___ RECORD SET ___
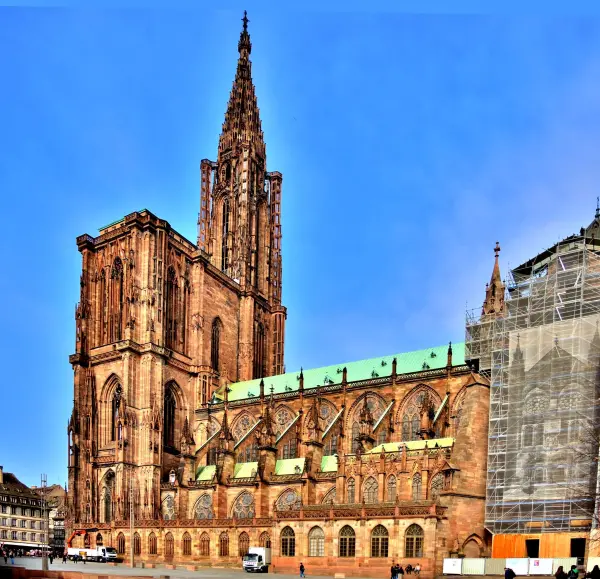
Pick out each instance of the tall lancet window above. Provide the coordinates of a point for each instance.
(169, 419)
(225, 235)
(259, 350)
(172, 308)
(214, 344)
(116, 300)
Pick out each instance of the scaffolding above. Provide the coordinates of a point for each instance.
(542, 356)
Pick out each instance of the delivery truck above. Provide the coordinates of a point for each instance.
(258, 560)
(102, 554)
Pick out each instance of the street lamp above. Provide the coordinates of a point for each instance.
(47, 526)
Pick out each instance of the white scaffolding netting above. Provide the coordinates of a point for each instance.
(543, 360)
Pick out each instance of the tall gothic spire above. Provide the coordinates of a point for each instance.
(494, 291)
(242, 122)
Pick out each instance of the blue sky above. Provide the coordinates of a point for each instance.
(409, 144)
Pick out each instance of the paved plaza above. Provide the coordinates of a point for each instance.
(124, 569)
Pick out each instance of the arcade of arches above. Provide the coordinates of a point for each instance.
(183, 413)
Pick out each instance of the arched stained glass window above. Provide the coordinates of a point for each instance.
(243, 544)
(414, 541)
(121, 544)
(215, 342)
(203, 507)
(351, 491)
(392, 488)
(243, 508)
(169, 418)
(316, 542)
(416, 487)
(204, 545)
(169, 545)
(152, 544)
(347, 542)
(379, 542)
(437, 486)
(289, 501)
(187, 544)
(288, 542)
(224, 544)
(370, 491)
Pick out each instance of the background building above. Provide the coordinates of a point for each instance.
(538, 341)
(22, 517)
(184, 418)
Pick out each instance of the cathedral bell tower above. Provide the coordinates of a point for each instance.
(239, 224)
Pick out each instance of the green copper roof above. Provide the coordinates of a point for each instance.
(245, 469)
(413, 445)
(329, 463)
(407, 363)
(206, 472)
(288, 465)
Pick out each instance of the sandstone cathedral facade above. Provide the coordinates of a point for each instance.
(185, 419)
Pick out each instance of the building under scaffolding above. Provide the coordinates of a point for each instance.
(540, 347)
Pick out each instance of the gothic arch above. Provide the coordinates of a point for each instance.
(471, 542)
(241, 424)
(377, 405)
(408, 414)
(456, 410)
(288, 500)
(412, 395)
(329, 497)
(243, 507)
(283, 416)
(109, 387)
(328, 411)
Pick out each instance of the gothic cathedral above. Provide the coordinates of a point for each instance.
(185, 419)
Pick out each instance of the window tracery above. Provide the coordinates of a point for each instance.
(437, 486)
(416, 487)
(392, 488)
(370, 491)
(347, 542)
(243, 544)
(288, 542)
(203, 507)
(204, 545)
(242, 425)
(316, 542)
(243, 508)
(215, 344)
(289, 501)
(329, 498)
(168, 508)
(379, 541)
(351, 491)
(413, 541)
___
___ RECORD SET ___
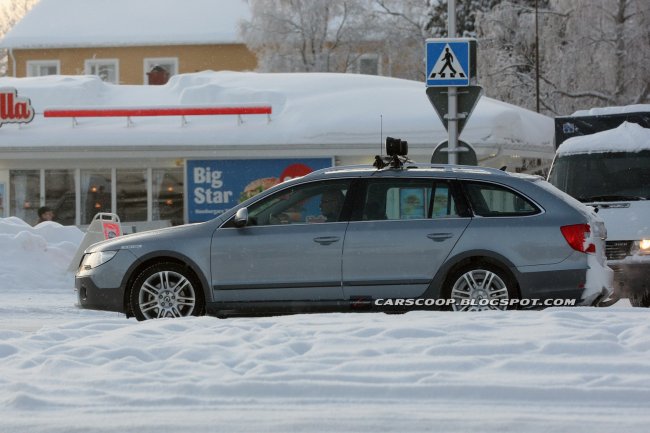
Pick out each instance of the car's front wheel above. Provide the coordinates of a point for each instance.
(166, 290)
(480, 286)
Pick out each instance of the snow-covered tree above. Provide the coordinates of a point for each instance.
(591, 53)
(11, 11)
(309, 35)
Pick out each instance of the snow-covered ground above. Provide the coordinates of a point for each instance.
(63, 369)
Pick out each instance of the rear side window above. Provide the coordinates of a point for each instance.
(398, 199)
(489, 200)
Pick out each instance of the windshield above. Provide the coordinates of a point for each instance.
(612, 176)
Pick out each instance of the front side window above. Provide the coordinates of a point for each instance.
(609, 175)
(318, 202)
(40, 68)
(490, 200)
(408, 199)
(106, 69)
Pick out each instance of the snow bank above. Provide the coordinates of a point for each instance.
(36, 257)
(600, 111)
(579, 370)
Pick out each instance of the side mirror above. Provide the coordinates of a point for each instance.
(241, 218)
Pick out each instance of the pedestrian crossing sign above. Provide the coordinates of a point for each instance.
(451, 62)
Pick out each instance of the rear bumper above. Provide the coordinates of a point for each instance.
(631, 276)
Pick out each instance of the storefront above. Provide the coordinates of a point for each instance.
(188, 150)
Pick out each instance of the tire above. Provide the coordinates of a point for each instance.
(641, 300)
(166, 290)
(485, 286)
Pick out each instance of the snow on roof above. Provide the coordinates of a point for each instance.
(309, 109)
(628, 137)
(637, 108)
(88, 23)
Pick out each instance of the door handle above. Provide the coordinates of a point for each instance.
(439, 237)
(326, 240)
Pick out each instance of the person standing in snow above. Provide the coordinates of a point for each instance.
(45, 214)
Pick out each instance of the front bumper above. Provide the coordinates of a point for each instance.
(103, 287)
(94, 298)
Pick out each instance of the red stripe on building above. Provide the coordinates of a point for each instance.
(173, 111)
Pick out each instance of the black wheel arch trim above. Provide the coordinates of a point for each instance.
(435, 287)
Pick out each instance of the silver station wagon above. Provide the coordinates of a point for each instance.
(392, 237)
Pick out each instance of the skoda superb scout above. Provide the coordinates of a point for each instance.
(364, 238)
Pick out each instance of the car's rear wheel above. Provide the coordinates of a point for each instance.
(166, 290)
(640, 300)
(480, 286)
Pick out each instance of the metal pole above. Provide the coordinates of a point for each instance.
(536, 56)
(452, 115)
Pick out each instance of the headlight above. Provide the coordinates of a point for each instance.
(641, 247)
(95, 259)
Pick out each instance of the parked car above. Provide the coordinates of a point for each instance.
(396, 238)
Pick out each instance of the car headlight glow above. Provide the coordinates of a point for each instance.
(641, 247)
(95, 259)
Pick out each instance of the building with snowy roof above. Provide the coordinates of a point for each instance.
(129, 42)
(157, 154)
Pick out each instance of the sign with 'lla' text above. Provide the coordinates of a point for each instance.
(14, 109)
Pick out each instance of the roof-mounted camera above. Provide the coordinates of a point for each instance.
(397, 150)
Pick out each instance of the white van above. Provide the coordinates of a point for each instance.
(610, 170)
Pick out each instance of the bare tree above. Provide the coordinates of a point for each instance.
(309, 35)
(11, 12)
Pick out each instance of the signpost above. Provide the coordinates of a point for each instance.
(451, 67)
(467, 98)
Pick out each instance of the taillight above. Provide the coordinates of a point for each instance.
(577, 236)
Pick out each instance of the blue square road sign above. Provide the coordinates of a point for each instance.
___
___ RECORD SET ___
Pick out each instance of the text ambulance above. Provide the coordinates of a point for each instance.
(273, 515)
___
WHAT YOU WILL DO:
Proceeding from the line containing "Pick out each instance of the silver" through the line containing "Pick out each instance of the blue square", transcribe the lines above exactly, both end lines included.

ANSWER TO THIS EXERCISE:
Pick out each instance of the silver station wagon above. Provide the coordinates of a point for each instance.
(392, 237)
Pick out each instance of the skoda superb scout above. Provide the coordinates of a point for each instance.
(364, 238)
Pick out each instance of the car's rear wheel above. Provide the coordinates of a point for each instance.
(166, 290)
(640, 300)
(480, 286)
Pick out each instance of the metal pole above. Provide the coordinates of a point for each instance.
(536, 56)
(452, 115)
Pick out each instance of the headlight above. Provide the coordinates of a point for each instance.
(641, 247)
(95, 259)
Pick out each instance of the parked car above. Provide the coordinates of a point for each instance.
(396, 238)
Pick out each instance of the car headlight glow above. Provide the coordinates of a point for each instance.
(641, 247)
(95, 259)
Pick out each instance of the building with snowy roof above. Provide the coordinates of a point for each instance.
(129, 42)
(157, 154)
Pick out each instance of the sign with 'lla' text above. Provide the coordinates of a point for each instance.
(14, 109)
Pick out each instance of the roof-mounted camera above. Provide the coordinates of a point for each instance.
(397, 150)
Pick out each instance of the white van above. Provide the coordinates of a point for each instance.
(610, 170)
Pick out each instance of the bare tree above. Provide the coordinates of a point for each instance.
(309, 35)
(11, 12)
Pick out each instance of the signpost above. Provide the coordinates of a point for each instance.
(451, 67)
(467, 98)
Pick out each instance of the taillight above. Provide the coordinates of a point for each instance.
(577, 236)
Pick out each instance of the blue square road sign above. Provide the coordinates of a point for each instance.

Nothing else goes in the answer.